(Work task 1):
In the student loan excerpt below, repeat word for word the part that opens with the words containing "Under NO circumstance" and closes with "professionally and personally.".
(Work task 2):
Render this sentence from the student loan excerpt below in Spanish: "Open mail and return calls from your loan servicer to avoid defaulting on your student loans."
=== Excerpt to read ===
EXAMPLE: Roughly 30 percent of your gross pay is deducted for federal, state and social security taxes. If you are earning $46,000 annually, you would be taking home about $2,683 per month [$46,000 (less 30% taxes)/12]. If you borrowed $100,000 at an average interest rate of 6.8 percent for 10 years of repayment, your monthly payments would be almost $1,151 per month. That leaves you only $1,532 per month to live on, which is about the same as your school budget permits while you are in medical school.

Financial Hardship

Financial Hardship

Under NO circumstance should you ignore your financial problems. Open mail and return calls from your loan servicer to avoid defaulting on your student loans. Default will result in legal actions that will have severe consequences for many years, both professionally and personally.
=== Data excerpt ===
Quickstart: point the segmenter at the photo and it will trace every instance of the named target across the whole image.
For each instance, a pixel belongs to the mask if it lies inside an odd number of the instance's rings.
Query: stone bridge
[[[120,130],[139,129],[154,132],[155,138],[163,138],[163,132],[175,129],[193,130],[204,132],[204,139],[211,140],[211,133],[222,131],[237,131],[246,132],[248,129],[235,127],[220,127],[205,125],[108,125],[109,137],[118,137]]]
===
(Response box 1):
Under NO circumstance should you ignore your financial problems. Open mail and return calls from your loan servicer to avoid defaulting on your student loans. Default will result in legal actions that will have severe consequences for many years, both professionally and personally.

(Response box 2):
Abra el correo y devuelva las llamadas de su administrador de préstamos para evitar incumplir con el pago de sus préstamos estudiantiles.